◆ **Instructions for the task**:
Produce a faithful copy of the data, one that leaves out the pictures.

-*-

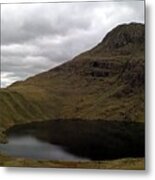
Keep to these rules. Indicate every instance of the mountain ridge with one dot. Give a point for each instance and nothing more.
(106, 82)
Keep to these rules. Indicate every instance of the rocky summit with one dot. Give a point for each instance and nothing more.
(106, 83)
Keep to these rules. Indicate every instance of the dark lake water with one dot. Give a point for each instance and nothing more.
(30, 147)
(74, 140)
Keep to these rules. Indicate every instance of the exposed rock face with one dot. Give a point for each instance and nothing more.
(106, 82)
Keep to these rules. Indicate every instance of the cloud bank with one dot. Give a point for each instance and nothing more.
(38, 37)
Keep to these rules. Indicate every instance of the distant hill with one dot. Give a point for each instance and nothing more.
(106, 82)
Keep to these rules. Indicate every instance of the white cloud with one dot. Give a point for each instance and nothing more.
(37, 37)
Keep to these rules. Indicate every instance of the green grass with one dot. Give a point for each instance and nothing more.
(126, 164)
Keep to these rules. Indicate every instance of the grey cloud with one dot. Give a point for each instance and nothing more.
(38, 37)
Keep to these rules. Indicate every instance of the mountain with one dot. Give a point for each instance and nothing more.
(106, 82)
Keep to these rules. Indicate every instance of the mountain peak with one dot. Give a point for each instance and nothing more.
(123, 35)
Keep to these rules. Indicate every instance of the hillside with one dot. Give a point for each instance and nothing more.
(106, 82)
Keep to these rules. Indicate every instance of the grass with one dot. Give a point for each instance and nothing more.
(123, 164)
(105, 83)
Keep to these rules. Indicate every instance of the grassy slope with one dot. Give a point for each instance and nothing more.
(127, 164)
(99, 84)
(102, 83)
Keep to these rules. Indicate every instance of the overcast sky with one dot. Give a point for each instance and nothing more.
(38, 37)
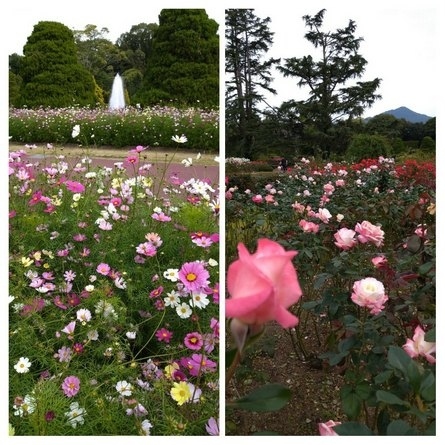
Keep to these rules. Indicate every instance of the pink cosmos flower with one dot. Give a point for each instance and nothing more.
(147, 249)
(309, 227)
(326, 429)
(212, 427)
(156, 292)
(194, 276)
(69, 329)
(193, 341)
(263, 285)
(74, 186)
(369, 293)
(369, 233)
(64, 354)
(35, 198)
(201, 364)
(71, 386)
(164, 335)
(161, 217)
(345, 238)
(103, 269)
(379, 261)
(419, 347)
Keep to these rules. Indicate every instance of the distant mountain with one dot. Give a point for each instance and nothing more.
(408, 115)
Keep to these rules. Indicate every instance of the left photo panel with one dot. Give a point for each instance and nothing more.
(114, 198)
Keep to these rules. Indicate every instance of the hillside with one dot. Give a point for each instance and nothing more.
(408, 115)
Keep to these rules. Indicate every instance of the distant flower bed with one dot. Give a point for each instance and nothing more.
(129, 127)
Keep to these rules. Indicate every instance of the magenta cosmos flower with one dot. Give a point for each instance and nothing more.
(164, 335)
(263, 285)
(71, 386)
(194, 276)
(193, 341)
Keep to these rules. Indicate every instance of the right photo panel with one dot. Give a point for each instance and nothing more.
(330, 219)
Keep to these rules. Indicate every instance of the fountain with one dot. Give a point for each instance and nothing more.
(117, 98)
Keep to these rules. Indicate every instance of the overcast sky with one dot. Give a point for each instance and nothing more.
(400, 44)
(400, 37)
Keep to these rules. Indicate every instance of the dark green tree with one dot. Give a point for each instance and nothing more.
(101, 57)
(183, 66)
(51, 73)
(136, 45)
(332, 94)
(248, 39)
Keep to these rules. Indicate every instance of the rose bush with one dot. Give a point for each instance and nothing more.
(366, 290)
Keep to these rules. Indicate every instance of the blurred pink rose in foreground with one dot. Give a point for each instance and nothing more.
(418, 346)
(368, 232)
(263, 285)
(369, 293)
(326, 429)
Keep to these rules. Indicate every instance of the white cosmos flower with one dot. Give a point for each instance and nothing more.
(124, 388)
(23, 365)
(179, 139)
(183, 310)
(76, 131)
(187, 162)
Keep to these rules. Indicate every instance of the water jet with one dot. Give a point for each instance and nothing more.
(117, 98)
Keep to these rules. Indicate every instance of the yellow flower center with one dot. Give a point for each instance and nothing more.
(191, 276)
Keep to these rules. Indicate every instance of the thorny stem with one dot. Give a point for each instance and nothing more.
(233, 366)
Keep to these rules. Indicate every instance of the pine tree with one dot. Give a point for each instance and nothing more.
(248, 76)
(183, 66)
(332, 97)
(51, 74)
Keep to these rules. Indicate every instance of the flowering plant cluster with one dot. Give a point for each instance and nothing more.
(114, 299)
(365, 236)
(118, 128)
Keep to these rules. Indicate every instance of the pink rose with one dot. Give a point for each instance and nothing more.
(421, 231)
(326, 429)
(418, 346)
(324, 215)
(328, 188)
(345, 238)
(308, 226)
(369, 293)
(263, 285)
(369, 233)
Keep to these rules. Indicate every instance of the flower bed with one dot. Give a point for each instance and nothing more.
(365, 237)
(114, 300)
(128, 127)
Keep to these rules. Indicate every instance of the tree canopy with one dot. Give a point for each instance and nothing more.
(184, 61)
(333, 92)
(50, 71)
(248, 39)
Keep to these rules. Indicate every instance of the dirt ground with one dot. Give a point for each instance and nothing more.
(315, 388)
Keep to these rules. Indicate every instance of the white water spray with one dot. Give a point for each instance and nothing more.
(117, 98)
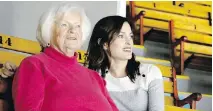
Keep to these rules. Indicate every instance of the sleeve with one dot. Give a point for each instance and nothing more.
(28, 86)
(156, 90)
(102, 83)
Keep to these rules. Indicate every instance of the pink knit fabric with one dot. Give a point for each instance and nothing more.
(51, 81)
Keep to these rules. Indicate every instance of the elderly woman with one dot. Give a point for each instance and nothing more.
(53, 80)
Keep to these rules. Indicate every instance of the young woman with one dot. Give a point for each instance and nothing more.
(133, 86)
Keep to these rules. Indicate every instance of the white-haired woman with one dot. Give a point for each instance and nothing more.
(53, 80)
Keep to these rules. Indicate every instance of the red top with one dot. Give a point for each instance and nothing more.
(51, 81)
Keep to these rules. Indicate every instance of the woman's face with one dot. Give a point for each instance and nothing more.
(67, 32)
(122, 44)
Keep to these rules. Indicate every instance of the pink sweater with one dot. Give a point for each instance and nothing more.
(51, 81)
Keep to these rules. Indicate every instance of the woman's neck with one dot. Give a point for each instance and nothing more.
(118, 68)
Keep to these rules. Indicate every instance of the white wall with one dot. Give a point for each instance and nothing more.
(20, 19)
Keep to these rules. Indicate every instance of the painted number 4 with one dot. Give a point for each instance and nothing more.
(8, 41)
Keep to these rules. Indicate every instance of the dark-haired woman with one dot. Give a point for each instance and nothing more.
(132, 85)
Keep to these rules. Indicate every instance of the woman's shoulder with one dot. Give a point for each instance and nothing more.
(34, 59)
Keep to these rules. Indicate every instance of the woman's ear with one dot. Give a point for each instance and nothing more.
(105, 46)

-*-

◆ **Solution for this problem**:
Keep to these rules. Indicate every instance of the mountain ridge with one dot. Give a point for each instance and nothing more.
(106, 82)
Keep to these rules. Indicate every instance of the rocky summit with one dot. Give a point for each instance and nothing more.
(106, 83)
Keep to these rules. Indicate every instance of the dark lake water with one dot. Give a point for each instance and nothing more.
(30, 147)
(74, 140)
Keep to these rules. Indicate every instance of the exposed rock face with one dot. Give a point for each instance and nothing more.
(106, 82)
Keep to these rules. Indicate every instance of the cloud bank with one dot. Give a point for each instance and nothing more.
(38, 37)
Keep to these rules. Indicate every instance of the distant hill with one dot. Give a point for each instance and nothing more.
(106, 82)
Keep to these rules. Indicate every instance of the white cloud with one dot. Give a point for each instance and nothing more.
(37, 37)
Keep to these rules. Indicate every instance of the green grass with one dot. Give a point for each instance and nothing more.
(126, 164)
Keep to these rules. Indicate every instance of the grey cloud with one dot. Give a point for each instance and nothing more.
(38, 37)
Keep to these rules. Indicate every instance of the mountain with one dot. Give a point for each instance and nothing more.
(106, 82)
Keep to these rules. Indicate every instance of the mountain peak with one dot. Give a point for each instance and nothing more.
(123, 35)
Keep to these rules. Indicate every instance of the hillside with one dot. Give a point for each instance and nothing more.
(106, 82)
Keep to these rules. Indicate every instance of the grass with one dot. Give a point for each instance and nothing more.
(123, 164)
(105, 83)
Keep to these rules. Indicate every instance of the grassy slope with one dot. Give a point for each instance and nothing more.
(127, 164)
(99, 84)
(102, 83)
Keep to these rules. Indicate every instance of the overcast sky with one dot. Give a point for each instance and nothing more.
(38, 37)
Keep to these rules. Indicate every instance of the pink cosmos flower with one dot. Give a point for each instance and nothing more.
(147, 249)
(309, 227)
(326, 429)
(212, 427)
(156, 292)
(194, 276)
(69, 329)
(193, 341)
(263, 285)
(74, 186)
(369, 293)
(369, 233)
(64, 354)
(35, 198)
(201, 364)
(71, 386)
(164, 335)
(161, 217)
(345, 238)
(103, 269)
(379, 261)
(419, 347)
Keep to these rules. Indicate every instance of the distant mountain with one dot. Give a point for each instance and nothing more.
(408, 115)
Keep to these rules. Indicate every instance of the left photo panel with one dot. Give a point for each instance and nothing more.
(114, 198)
Keep to these rules. Indicate every instance of the hillside with one dot. Give a point for each instance and nothing more.
(408, 115)
Keep to these rules. Indicate every instance of the distant flower bed with one dot. Give a point for each instance and nothing more.
(129, 127)
Keep to these rules. Indicate every instance of the magenta cosmos flower with one dot. Give a point for each instance and nothing more.
(164, 335)
(263, 285)
(71, 386)
(194, 276)
(193, 341)
Keep to these rules. Indicate every instance of the right photo panel with one dot. Give a point for each instance and nothing more.
(330, 219)
Keep to these rules. Indicate every instance of the fountain with one dot. Give a point for each instance and nothing more.
(117, 98)
Keep to these rules. Indicate every instance of the overcast sky with one dot. Give a point for each instance and nothing more.
(400, 44)
(400, 37)
Keep to these rules. Indicate every instance of the dark green tree with one dot. Give a point for each instance and nothing more.
(101, 57)
(183, 66)
(51, 73)
(136, 45)
(332, 94)
(248, 39)
Keep to these rules. Indicate every instance of the rose bush with one dot. Give a point for each instance and nothing more.
(366, 290)
Keep to these rules. Indicate every instance of the blurred pink rose in foreground with one dot. Give a point for each instance and nothing more.
(418, 346)
(368, 232)
(263, 285)
(369, 293)
(326, 429)
Keep to these rules. Indicate every instance of the white cosmos flower with one dot. Give a point for each instance and nothing more.
(124, 388)
(23, 365)
(179, 139)
(183, 310)
(76, 131)
(187, 162)
Keep to these rules. Indicate every instance of the water jet with one dot. Give a point for each instance and nothing more.
(117, 98)
Keep to these rules. Indicate every instance of the yellow flower center with one dot. Give a point for each instance and nothing more.
(191, 276)
Keep to these rules. Indicate every instance of the thorny stem with one dot. Give a point for each instance and nothing more.
(233, 366)
Keep to these rules. Indicate every instance of the pine tree with one dot. Give a point for each instance and nothing more.
(248, 76)
(183, 66)
(332, 97)
(51, 74)
Keep to these rules. Indicate every instance of the flowering plant cluster with one dot. Give a point for each instance and nothing more.
(114, 299)
(365, 236)
(118, 128)
Keep to these rules. Indicate every instance of the pink rose with one dot. Give a point for each instance and nothing more.
(421, 231)
(326, 429)
(418, 346)
(324, 215)
(328, 188)
(345, 238)
(308, 226)
(369, 293)
(263, 285)
(369, 233)
Keep to these rules. Indicate every instance of the flower bed with one dot. Give a point for each instance and nothing more.
(365, 237)
(114, 300)
(128, 127)
Keep to these rules. Indicate every instance of the tree canopy with one dot. Give a point for each instance and nothing more.
(184, 61)
(333, 92)
(50, 71)
(248, 39)
Keep to these rules. Indicate every instance of the dirt ground with one dot. Give a point for each instance and nothing more.
(315, 388)
Keep to these rules. Indicate every instance of the white water spray with one dot. Give a point for each instance and nothing more.
(117, 98)
Keep to these rules. Indicate every instance of the sleeve with one dot. Give a point for each instance and nothing more.
(28, 86)
(156, 90)
(102, 83)
Keep to these rules. Indicate every instance of the pink knit fabric with one dot. Give a point for each instance and nothing more.
(51, 81)
Keep to these rules. Indicate every instance of the elderly woman with one dot. Give a point for each instance and nothing more.
(53, 80)
Keep to these rules. Indicate every instance of the young woman with one dot. Give a point for each instance and nothing more.
(133, 86)
Keep to these rules. Indicate every instance of the white-haired woman with one dot. Give a point for each instance and nothing more.
(53, 80)
Keep to these rules. Indicate every instance of the red top with one dot. Give a point for each instance and nothing more.
(51, 81)
Keep to these rules. Indicate every instance of the woman's face with one dot. Give a point for each instance and nothing more.
(67, 32)
(122, 44)
Keep to these rules. Indicate every instance of the pink sweater with one dot. Give a point for each instance and nothing more.
(51, 81)
Keep to these rules. Indicate every instance of the woman's neck with one dot. Give a point for each instance and nothing more.
(118, 68)
Keep to these rules. Indicate every instance of the white wall with one dot. Give a point for each instance and nothing more.
(20, 19)
Keep to these rules. Indicate every instance of the painted number 4 with one dot. Give a point for each instance and nothing more.
(8, 41)
Keep to these rules. Indicate every instance of the dark-haired woman with one dot. Give a point for each instance and nothing more.
(132, 85)
Keep to these rules. Indicate every instance of the woman's shoulder with one dot. Give a point for each instance and nothing more.
(34, 59)
Keep to these rules. Indicate every instance of the woman's ear with one dot. Give a point for each instance and nothing more.
(105, 46)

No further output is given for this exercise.